Exercise task ▸ Reproduce each of the following entries verbatim, leaving every character unaltered.

Bounding-box entries:
((
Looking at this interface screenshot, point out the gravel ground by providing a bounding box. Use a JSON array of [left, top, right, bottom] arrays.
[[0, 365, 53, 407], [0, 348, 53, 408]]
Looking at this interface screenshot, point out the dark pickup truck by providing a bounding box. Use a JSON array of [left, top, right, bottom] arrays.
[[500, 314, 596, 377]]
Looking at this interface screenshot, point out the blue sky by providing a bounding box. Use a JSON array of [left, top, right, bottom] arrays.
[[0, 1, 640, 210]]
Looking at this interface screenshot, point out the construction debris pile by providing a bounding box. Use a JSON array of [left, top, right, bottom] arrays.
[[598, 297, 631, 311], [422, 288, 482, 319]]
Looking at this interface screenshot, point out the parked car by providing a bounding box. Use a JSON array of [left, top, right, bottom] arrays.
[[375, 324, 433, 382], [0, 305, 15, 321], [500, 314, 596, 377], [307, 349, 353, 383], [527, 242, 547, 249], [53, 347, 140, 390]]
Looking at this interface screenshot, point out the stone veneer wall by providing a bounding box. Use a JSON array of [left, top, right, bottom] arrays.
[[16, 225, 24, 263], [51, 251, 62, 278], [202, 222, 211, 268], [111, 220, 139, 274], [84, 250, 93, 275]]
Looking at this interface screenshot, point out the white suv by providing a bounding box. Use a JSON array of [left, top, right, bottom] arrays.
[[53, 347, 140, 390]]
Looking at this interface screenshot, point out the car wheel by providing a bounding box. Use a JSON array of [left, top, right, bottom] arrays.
))
Answer to the task ▸
Looking at this interface screenshot, point out the gravel ground by providing a bounding box. Use a JSON array of [left, top, right, bottom] arrays.
[[0, 365, 53, 407], [0, 348, 53, 408]]
Looking at this interface screenshot, point out the dark pickup truck by providing a bounding box. Use a JSON array of [left, top, right, bottom] arrays.
[[500, 314, 596, 377]]
Looking at this interface screenshot, point out the blue sky by providing a bounding box. Use a JSON array of [left, top, right, bottom] arrays.
[[0, 1, 640, 210]]
Looking at this interface screenshot, point out the construction debris pile by providing a bounding box. Use a JSON array of [left, top, right, bottom] arrays.
[[598, 297, 631, 311], [422, 288, 482, 319]]
Looking at this interface screenshot, point out the parked car by providing a bounding box. Use a JSON array of [left, top, right, bottom] arrays.
[[375, 324, 433, 382], [0, 305, 15, 321], [500, 314, 596, 377], [307, 349, 353, 383], [527, 242, 547, 249], [53, 347, 140, 390]]
Looking at this interface screenshot, point out the stone veneer wall by providing a bounding box. Use a JSON array of [left, top, right, bottom] arrays.
[[16, 225, 24, 263], [51, 251, 62, 278], [202, 222, 211, 268], [111, 220, 139, 274], [84, 250, 93, 275]]
Looking at this interface screenshot, point out the white suv by providing a bounding box. Use a JSON array of [left, top, right, bottom] arrays.
[[53, 347, 140, 390]]
Looking at this interface screenshot, point out the car wheel by providing a bounding box. Use a JSON array of [left, top, right, bottom] arrays.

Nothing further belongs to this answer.